#### Exercise 1
Using the page about the sitcom Where I Live below, decide whether each statement agrees with it: (a) Michael Jacobs and Ehrich Van Lowe created the series. (b) Douglas St. Martin lived in Brooklyn. (c) All eight episodes produced for the second season aired. Answer yes or no for each, quoting the words from the page that decide it.

#### Page
#####

Where I Live is an American sitcom that premiered on March 5, 1993, as part of ABC's TGIF lineup. The series was created and executive produced by Michael Jacobs and Ehrich Van Lowe. Its final episode aired on November 20, 1993.

Synopsis
The series starred Doug E. Doug as Douglas St. Martin, a Trinidadian American teenager living in the Harlem section of New York City. He lived with his caring, hard-working parents and his younger sister. Much of the show focused on Douglas's misadventures with his best friends, Reggie (Flex) and Malcolm (Shaun Baker). The show was based on Doug E. Doug's own childhood.

A midseason replacement, the series drew critical acclaim for its realistic portrayals, but the show brought in low ratings compared to rest of the TGIF lineup, putting the show on the brink of cancellation. Support from fans and Bill Cosby helped the show get renewed for a second season. The show returned in the summer on Tuesdays after Full House, which raised the ratings temporarily. Bill Cosby then became a consultant on the series. However, the show was moved to Saturday nights with the debuting George as its lead-in for its second season, and the ratings were even lower than before. Eight episodes were produced for the second season, but the series was cancelled after only three of them had aired.

#####

#### Data in this exercise
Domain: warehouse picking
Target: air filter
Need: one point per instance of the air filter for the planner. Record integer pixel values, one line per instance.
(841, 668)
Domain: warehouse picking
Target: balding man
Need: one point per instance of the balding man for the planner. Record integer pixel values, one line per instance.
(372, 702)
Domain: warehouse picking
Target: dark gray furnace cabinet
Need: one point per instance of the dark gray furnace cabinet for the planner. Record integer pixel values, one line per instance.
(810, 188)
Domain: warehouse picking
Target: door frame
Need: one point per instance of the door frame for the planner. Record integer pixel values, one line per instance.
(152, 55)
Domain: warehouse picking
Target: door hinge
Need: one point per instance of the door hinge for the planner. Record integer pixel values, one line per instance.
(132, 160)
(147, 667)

#####

#### Exercise 2
Filter the listing above, keeping only the lines that contain the word "planner".

#### Written solution 1
(a) Yes: "The series was created and executive produced by Michael Jacobs and Ehrich Van Lowe."
(b) No: "a Trinidadian American teenager living in the Harlem section of New York City"
(c) No: "the series was cancelled after only three of them had aired"

#### Written solution 2
Need: one point per instance of the air filter for the planner. Record integer pixel values, one line per instance.
Need: one point per instance of the balding man for the planner. Record integer pixel values, one line per instance.
Need: one point per instance of the dark gray furnace cabinet for the planner. Record integer pixel values, one line per instance.
Need: one point per instance of the door frame for the planner. Record integer pixel values, one line per instance.
Need: one point per instance of the door hinge for the planner. Record integer pixel values, one line per instance.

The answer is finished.